═══ Data for processing ═══

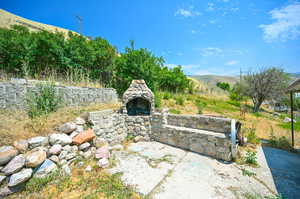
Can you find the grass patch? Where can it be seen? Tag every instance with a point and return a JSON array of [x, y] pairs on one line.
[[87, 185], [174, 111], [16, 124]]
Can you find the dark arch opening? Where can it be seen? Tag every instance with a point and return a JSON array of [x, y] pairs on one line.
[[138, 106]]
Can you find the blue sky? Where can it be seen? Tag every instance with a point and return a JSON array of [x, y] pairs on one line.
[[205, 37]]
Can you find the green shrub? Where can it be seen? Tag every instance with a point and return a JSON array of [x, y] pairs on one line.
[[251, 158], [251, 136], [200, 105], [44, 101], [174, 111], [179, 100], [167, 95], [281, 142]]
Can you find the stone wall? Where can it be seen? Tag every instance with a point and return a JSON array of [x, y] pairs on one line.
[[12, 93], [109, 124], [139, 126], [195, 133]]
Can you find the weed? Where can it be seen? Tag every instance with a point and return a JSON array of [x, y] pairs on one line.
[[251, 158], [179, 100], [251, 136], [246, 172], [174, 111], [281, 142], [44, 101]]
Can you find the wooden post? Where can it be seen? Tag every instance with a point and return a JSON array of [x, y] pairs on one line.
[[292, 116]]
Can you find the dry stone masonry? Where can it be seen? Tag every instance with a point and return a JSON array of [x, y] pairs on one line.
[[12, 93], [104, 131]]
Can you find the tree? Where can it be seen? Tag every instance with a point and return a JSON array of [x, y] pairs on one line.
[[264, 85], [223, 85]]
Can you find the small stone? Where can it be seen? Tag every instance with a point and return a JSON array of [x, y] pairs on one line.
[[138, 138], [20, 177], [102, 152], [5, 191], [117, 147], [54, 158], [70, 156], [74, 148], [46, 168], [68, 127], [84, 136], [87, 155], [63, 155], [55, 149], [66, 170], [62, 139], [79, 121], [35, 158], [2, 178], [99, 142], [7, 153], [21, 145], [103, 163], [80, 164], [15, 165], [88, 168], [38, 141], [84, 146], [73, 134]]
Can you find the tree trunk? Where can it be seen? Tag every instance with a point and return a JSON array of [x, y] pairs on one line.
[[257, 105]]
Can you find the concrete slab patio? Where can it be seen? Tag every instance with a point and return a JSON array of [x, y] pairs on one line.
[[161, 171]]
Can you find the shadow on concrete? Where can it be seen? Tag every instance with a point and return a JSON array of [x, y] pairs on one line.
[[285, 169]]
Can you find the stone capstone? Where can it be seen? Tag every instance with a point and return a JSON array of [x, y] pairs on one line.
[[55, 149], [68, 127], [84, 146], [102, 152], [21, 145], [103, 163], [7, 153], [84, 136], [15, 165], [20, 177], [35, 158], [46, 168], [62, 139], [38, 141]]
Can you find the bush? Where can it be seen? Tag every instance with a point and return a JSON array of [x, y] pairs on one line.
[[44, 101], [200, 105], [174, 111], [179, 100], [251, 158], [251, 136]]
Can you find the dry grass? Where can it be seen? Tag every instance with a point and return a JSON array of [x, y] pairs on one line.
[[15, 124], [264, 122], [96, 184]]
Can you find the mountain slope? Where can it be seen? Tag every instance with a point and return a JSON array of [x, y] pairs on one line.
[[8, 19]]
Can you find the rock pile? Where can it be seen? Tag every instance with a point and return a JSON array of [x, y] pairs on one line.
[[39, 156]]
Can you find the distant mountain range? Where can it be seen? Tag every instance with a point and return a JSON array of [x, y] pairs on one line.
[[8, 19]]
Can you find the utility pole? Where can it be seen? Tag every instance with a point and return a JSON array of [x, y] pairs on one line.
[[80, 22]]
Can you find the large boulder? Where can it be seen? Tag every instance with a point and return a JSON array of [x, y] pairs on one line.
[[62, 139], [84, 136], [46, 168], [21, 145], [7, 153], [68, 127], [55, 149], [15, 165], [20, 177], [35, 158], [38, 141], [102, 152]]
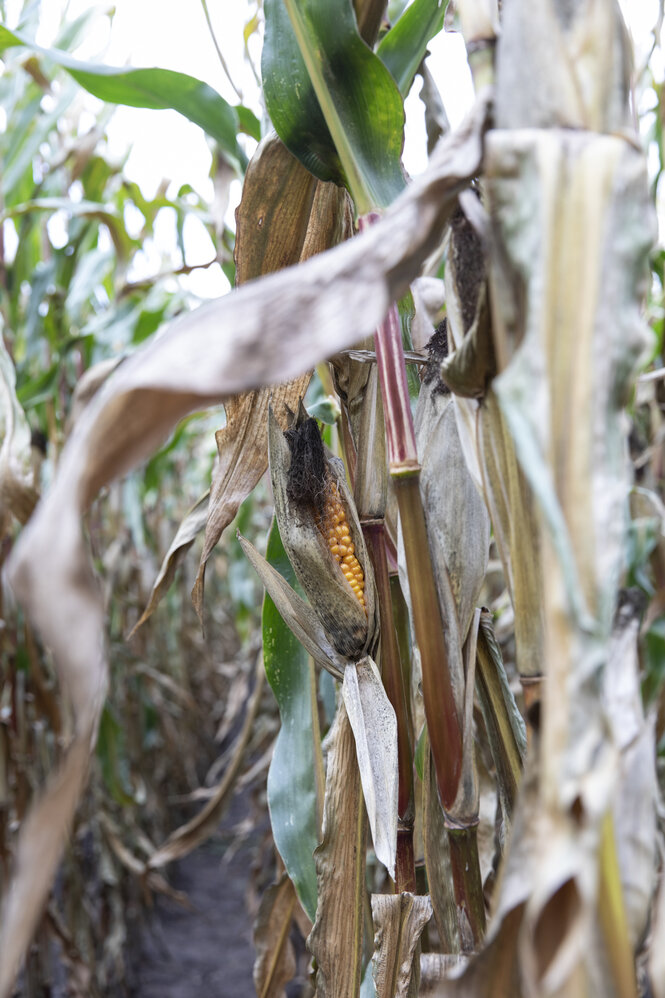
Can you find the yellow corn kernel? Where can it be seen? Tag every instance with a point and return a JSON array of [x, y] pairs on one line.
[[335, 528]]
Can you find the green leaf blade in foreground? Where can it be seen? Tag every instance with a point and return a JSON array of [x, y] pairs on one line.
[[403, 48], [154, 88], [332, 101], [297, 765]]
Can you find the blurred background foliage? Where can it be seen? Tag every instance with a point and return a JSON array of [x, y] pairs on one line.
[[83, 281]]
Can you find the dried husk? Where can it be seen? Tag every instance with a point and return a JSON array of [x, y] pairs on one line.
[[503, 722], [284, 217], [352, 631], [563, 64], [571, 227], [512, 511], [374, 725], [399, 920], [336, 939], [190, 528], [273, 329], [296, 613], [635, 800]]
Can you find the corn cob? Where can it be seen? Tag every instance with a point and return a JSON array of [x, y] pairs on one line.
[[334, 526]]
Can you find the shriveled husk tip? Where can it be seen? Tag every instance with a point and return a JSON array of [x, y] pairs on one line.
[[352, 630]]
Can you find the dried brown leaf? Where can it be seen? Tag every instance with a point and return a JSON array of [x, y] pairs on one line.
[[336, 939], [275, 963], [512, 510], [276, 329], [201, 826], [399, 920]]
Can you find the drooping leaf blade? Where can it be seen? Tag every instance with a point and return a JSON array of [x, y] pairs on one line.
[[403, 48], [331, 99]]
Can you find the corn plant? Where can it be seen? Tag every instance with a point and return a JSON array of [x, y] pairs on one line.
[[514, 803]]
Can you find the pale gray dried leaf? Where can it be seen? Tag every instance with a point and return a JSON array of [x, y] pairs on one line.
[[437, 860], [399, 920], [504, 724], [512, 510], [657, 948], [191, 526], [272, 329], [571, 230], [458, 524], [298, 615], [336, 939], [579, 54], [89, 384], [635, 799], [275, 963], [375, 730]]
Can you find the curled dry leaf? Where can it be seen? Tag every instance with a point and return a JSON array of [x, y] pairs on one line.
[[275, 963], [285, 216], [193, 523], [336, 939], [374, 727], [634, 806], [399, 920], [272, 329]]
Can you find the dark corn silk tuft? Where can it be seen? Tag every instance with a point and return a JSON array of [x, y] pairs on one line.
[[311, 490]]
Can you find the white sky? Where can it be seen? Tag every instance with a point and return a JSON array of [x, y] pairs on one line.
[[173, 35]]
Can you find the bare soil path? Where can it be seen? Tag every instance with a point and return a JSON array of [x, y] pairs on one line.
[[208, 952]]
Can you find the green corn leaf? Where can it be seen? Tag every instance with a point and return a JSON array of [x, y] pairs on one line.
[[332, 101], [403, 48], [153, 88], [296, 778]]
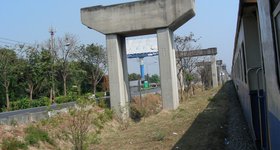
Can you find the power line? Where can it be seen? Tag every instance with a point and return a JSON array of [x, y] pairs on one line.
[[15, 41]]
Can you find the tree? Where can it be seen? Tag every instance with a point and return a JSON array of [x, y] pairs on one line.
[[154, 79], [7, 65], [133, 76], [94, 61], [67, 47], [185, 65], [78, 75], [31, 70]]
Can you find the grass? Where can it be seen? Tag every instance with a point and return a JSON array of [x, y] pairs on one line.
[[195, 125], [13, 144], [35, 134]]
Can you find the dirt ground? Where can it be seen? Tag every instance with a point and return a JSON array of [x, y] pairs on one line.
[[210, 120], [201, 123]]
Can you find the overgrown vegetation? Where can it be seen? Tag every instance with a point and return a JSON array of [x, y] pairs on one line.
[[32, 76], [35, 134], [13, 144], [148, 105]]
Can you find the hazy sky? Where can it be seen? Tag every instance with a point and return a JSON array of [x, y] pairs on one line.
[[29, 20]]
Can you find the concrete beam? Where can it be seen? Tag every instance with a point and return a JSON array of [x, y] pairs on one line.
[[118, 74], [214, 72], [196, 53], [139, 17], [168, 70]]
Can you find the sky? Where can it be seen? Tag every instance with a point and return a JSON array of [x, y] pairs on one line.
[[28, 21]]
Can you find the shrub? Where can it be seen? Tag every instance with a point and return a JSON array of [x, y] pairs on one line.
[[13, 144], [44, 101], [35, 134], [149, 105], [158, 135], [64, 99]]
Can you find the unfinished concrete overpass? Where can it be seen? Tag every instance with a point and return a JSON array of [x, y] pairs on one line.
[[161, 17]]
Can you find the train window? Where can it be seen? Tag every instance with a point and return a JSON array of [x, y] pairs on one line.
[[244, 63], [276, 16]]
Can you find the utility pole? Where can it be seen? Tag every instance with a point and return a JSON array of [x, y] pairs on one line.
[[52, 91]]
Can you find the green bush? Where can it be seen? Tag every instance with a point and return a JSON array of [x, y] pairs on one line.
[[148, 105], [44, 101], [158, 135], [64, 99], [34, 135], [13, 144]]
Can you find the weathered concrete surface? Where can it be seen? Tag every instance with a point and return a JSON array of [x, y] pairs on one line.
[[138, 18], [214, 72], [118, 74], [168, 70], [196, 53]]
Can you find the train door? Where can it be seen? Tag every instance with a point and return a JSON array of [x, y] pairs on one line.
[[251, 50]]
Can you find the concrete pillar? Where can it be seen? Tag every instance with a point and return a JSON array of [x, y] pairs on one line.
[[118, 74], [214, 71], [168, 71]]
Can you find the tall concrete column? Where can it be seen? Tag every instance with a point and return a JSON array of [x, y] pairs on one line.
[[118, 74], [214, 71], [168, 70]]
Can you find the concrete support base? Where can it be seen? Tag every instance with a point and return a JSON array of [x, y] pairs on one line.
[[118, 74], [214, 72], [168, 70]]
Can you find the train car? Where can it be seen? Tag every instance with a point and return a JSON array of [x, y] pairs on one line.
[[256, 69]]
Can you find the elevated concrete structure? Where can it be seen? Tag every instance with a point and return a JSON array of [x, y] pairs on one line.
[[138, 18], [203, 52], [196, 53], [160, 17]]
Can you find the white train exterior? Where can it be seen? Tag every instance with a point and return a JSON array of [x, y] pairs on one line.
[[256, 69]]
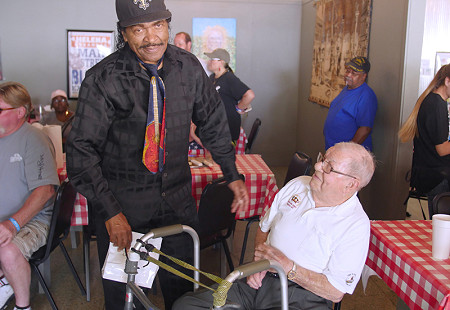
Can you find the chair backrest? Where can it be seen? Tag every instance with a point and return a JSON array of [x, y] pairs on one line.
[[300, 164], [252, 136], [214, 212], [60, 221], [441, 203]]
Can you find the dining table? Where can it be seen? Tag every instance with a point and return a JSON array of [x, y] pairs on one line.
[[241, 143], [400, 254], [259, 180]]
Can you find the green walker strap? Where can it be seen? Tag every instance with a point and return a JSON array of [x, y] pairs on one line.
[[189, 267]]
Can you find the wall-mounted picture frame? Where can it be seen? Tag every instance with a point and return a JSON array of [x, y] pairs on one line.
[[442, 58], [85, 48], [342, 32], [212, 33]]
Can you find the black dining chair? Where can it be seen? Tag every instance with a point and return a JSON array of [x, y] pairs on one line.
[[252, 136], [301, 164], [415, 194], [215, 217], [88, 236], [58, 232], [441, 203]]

═══

▸ **Task to complete**: Please reproduce word for word the lines among the items above, beginning with the line that contains "Can you find the sky?" and continuing through the line that contains "135], [64, 99]]".

▸ **Reply**:
Can you find the sky? Where can it be seen? Tag every instance with a point and return a JSON array of [x, y] pairs on one line.
[[28, 21]]
Can you find the shrub? Where can it be seen? Tag every instance with a point and return a JSON array of [x, y] pairs on one line.
[[13, 144], [44, 101], [35, 134], [149, 105], [158, 135], [64, 99]]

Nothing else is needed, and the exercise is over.